- [What is asked]: Please rewrite the items from their start through the line containing "21], [147, 20]]", both ends included, with every line given again, requests too. Scale each coordinate in the answers by 1.45 and round it to a whole number, halves up, leaving the numbers in the requests and their format samples unchanged.

- [Data section]:
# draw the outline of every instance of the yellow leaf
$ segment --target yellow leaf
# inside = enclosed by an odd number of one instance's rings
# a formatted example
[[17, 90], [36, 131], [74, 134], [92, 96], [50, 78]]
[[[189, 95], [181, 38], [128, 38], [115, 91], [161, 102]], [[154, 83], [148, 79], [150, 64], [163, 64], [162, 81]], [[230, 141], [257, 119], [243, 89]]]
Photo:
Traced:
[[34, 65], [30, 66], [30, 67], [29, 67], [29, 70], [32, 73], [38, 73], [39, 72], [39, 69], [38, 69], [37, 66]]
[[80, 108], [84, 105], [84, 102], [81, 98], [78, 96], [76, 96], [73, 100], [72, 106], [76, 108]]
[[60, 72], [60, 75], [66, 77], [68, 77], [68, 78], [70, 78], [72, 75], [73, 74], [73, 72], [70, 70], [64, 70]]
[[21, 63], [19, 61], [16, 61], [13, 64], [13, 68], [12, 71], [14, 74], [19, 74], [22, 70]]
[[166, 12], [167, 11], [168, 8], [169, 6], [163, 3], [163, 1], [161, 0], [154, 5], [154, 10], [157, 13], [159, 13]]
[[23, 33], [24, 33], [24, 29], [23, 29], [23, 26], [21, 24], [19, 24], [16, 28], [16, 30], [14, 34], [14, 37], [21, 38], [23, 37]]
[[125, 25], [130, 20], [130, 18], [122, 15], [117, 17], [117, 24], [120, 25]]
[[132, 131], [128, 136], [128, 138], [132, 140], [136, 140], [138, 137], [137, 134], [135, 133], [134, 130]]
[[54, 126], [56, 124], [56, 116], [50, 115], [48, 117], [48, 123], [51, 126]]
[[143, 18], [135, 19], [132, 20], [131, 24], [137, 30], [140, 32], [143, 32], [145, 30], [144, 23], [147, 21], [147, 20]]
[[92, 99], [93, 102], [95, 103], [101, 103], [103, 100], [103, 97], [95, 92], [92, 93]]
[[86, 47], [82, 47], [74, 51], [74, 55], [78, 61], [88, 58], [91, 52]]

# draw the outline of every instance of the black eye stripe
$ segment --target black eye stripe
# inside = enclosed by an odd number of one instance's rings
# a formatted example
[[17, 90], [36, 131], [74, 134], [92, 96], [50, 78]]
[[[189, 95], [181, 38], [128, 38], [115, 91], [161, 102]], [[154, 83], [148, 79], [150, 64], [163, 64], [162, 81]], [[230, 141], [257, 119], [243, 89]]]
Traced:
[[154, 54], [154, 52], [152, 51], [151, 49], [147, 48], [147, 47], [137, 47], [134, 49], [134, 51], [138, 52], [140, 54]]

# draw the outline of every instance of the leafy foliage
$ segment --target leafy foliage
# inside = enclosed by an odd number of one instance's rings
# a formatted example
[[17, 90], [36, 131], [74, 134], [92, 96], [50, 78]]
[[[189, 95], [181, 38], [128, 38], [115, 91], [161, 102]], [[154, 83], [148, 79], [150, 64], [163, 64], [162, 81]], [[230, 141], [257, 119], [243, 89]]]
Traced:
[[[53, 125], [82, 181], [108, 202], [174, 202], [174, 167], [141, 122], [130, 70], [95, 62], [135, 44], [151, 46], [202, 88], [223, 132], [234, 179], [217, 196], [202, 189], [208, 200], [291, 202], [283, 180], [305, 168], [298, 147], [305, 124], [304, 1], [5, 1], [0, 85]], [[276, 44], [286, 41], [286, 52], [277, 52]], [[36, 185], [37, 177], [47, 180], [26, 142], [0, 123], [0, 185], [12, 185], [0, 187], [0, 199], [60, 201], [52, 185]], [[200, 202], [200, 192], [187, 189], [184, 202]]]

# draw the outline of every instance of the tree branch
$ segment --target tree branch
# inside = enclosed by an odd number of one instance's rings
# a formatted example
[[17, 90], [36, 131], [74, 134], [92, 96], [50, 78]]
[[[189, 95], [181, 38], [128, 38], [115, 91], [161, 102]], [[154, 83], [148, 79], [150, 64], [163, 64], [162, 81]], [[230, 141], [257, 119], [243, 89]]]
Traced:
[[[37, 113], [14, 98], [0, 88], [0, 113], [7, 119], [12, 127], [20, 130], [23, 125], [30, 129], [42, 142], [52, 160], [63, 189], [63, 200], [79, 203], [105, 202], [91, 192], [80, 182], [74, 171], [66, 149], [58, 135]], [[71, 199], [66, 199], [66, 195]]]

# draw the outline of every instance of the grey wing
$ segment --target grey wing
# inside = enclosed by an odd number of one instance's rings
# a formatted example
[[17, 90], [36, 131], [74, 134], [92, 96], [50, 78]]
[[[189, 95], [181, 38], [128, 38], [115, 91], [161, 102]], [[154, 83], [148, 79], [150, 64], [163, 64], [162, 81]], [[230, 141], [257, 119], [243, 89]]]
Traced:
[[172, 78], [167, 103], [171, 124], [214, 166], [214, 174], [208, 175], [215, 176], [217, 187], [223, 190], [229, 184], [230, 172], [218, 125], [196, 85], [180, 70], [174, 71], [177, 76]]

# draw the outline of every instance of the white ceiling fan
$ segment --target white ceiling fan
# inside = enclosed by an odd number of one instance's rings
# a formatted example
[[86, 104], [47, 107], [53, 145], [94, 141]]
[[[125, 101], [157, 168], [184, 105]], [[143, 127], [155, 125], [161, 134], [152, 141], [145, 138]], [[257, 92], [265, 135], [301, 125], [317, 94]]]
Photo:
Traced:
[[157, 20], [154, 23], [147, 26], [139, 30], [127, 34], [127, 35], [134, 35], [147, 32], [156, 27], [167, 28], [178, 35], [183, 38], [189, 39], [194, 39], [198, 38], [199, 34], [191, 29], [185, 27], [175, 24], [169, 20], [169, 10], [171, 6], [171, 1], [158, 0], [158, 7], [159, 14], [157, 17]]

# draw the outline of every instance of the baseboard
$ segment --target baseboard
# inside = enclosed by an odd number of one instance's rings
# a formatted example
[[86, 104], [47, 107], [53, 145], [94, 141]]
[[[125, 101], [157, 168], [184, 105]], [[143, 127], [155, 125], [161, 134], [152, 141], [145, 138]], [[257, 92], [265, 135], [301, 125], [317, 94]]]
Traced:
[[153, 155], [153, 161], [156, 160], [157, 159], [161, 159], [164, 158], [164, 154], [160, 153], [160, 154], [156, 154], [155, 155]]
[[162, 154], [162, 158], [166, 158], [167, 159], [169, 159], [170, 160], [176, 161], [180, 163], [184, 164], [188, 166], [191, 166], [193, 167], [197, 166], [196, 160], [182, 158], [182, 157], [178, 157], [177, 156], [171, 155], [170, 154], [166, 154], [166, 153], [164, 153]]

- [Result of this task]:
# draw the outline of every instance of the yellow leaf
$ segment --target yellow leaf
# inside = enclosed by an odd number of one instance's rings
# a formatted example
[[17, 90], [36, 131], [74, 134], [92, 96], [50, 78]]
[[[189, 95], [181, 38], [128, 38], [115, 91], [161, 102]], [[154, 83], [148, 79], [150, 64], [163, 64], [162, 81]], [[230, 141], [257, 119], [243, 89]]]
Photo:
Traced:
[[49, 94], [44, 96], [44, 97], [42, 97], [42, 102], [46, 106], [55, 106], [57, 104], [57, 100], [55, 100], [54, 96]]
[[116, 157], [122, 152], [122, 148], [117, 142], [113, 139], [110, 139], [106, 145], [104, 154], [110, 157]]
[[87, 104], [87, 109], [96, 112], [99, 112], [99, 113], [102, 113], [104, 109], [106, 107], [106, 104], [102, 102], [93, 102]]
[[30, 91], [28, 88], [23, 88], [19, 93], [19, 99], [17, 103], [20, 107], [28, 107], [32, 102]]
[[241, 17], [242, 16], [244, 12], [245, 9], [236, 4], [236, 1], [233, 0], [223, 7], [223, 15], [228, 19], [231, 19]]
[[33, 48], [35, 48], [35, 42], [33, 42], [33, 38], [30, 35], [28, 35], [23, 41], [23, 44], [20, 49], [20, 54], [30, 55], [33, 54]]
[[181, 36], [189, 29], [189, 26], [177, 22], [170, 25], [170, 35], [174, 36]]
[[191, 190], [186, 197], [186, 200], [191, 203], [197, 203], [200, 199], [199, 194], [196, 193], [194, 189]]
[[78, 183], [81, 180], [81, 168], [73, 167], [70, 170], [70, 178], [74, 183]]
[[207, 26], [196, 28], [191, 29], [190, 35], [199, 44], [203, 46], [207, 46], [210, 44], [209, 33], [213, 30], [213, 29]]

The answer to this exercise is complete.